##### TEXT ZUM LESEN #####

Online Merker Logo

Die internationale Kulturplattform

MÜNCHEN/ Bayerische Staatsoper: ELINA GARANCA ALS CARMEN: ZWISCHEN EROS UND THANATOS

17.02.2018 | Oper

Bildergebnis für münchen bayerische staatsoper carmen

Bayerische Staatsoper: ELINA GARANCA ALS CARMEN: ZWISCHEN EROS UND THANATOS (16.2.2018)

Spannungsgeladene Wiederaufnahme von „Carmen“ von Georges Bizet an der Bayerischen Staatsoper mit Elina Garanca – am Pult agiert Karel Mark Chichon, der Ehemann; gespielt wird in einer optisch sehr ansprechenden Inszenierung der Filme-Macherin Lina Wertmüller (Bühne und Kostüme Enrico Job). Als Don José beweist der US-Tenor und „rising star“ Bryan Hymel dass er sich tatsächlich auf der Überholspur befindet. Dennoch: das Hauptinteresse galt der lettischen Mezzo-Sopranistin, die sich von vielen ihrer Erfolgspartien verabschiedet hat und nun bereits Eboli und Santuzza mit größtem Erfolg übernommen hat. Demnächst – im Mai – wird sie in Wien ihre erste Dalila geben und in zwei Jahren steht die erste Amneris beim Ehemann als Chefdirigent der Oper in Gran Canaria auf ihrem Terminkalender. Also keine Cenerentola, Octavian, Dorabella oder Sesto mehr, dafür kommt die Dido! Mitgenommen aus ihrem bisherigen Repertoire hat Elina Garanca hingegen die Carmen: eine Rolle, in der zwischen dem Chanson-haften Beginn und dem dramatischen Finale jeder Sängerin alles abverlangt wird. Nun ich erinnere mich noch sehr genau an die erste Carmen in Riga: ein Hippie-Mädel mit Glitzer „Hot Pans“ (die Handlung wurde ins Kuba von heute verlegt und der Torero war ein Box-Champion), später wechselte sie zwischen „blond“ und „schwarz, zwischen Zigeuner-Klischee und Postkarten-Erotik. Jetzt verwandelt sie sich zur Schwester von Lady Macbeth und Kundry, die beide in den nächsten Jahren zu erwarten sind. Diese Carmencita ist eine Freiheitskämpferin, eine Frau, die sich so verhält wie der „bunte Vogel“, der in der Habanera beschrieben wird. Aber neu ist die Todessehnsucht, mit der sie ihre erotische Spontanität kombiniert. Immer mehr – schon ab dem 2.Akt – verwandelt sich diese Carmen in einen „Todesengel“: eine stolze selbstbewusste Frau lässt ihren „Eros“ zurück und wird zum „Thanatos“. Siegmund Freud schrieb 1920 seine „Psychoanalyse“-Vision – 45 Jahre früher wurde Carmen uraufgeführt. Die starke Wirkung erklärt sich u.a. daraus, dass Elina Garanca mit ihrer vokalen Entwicklung nun viel besser mit dem 3.Akt „Karten-Arie:“toujours la mort!“ und dem großen Finale zurecht kommt. Die Stimme der Garanca hat ihre Leichtigkeit für Habanera und Seguidilla bewahrt, dafür erinnert sie im Finale an Heroinen, die als Ortrud oder Leonore(im Fidelio) reüssieren. Man darf sich über den aktuellen Fachwechsel jedenfalls sehr freuen.

##### DATENSÄTZE #####

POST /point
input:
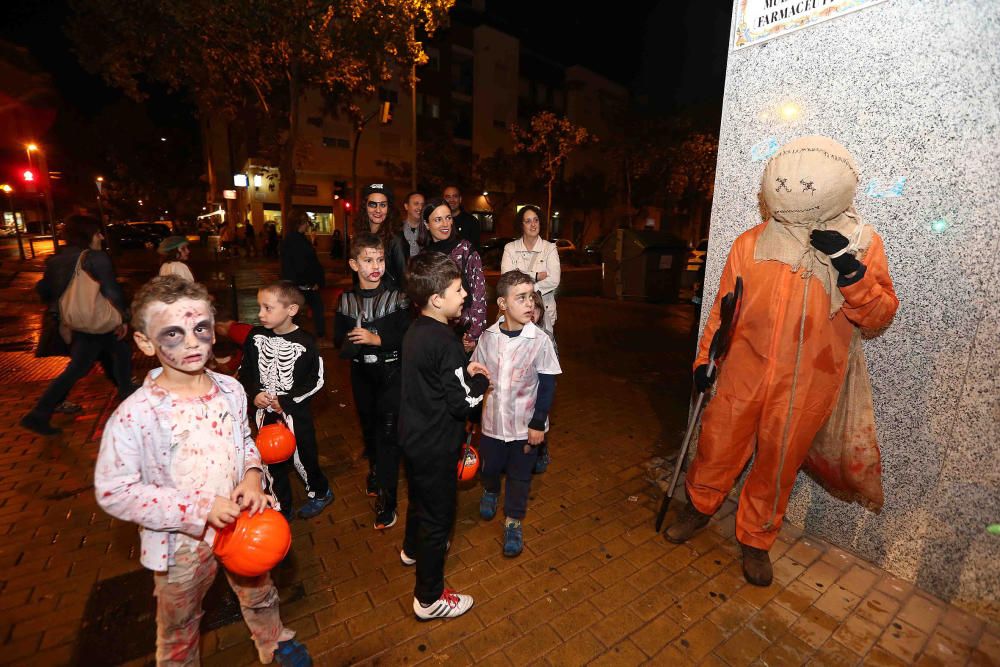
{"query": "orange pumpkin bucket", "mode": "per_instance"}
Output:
(468, 465)
(275, 442)
(253, 545)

#####

ANLEITUNG: Schreib den Teil des Opernberichts zwischen „Die internationale Kulturplattform“ und „UND THANATOS (16.2.2018)“, beides eingeschlossen, noch einmal ab. Tausche dabei „internationale“ gegen „europäische“.

SCHRIFTLICHE LÖSUNG:
Die europäische Kulturplattform

MÜNCHEN/ Bayerische Staatsoper: ELINA GARANCA ALS CARMEN: ZWISCHEN EROS UND THANATOS

17.02.2018 | Oper

Bildergebnis für münchen bayerische staatsoper carmen

Bayerische Staatsoper: ELINA GARANCA ALS CARMEN: ZWISCHEN EROS UND THANATOS (16.2.2018)